**Material provided:**
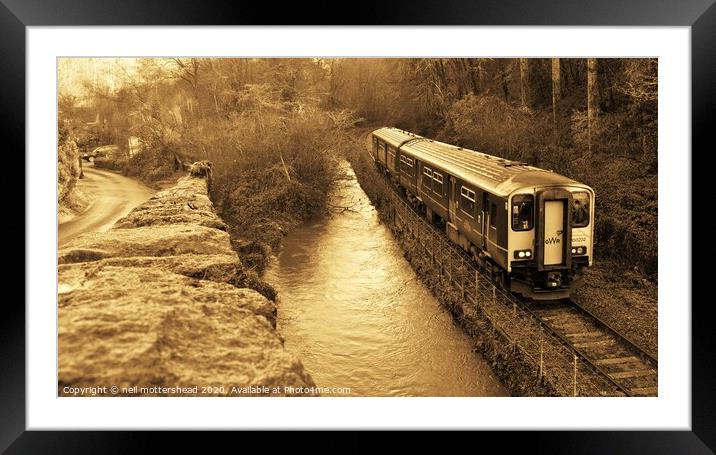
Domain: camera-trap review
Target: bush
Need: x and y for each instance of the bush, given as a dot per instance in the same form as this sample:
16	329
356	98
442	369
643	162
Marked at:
621	167
68	166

**Aim of the task:** Can you copy out every line of the material above word for word, leaving out the pictures?

**Problem solution:**
Domain: camera-trap review
Target: bush
Need: x and y for each instance of the bush, given as a dot per instance in the same form as this sample:
16	329
356	98
442	369
643	162
Marked at:
621	167
68	166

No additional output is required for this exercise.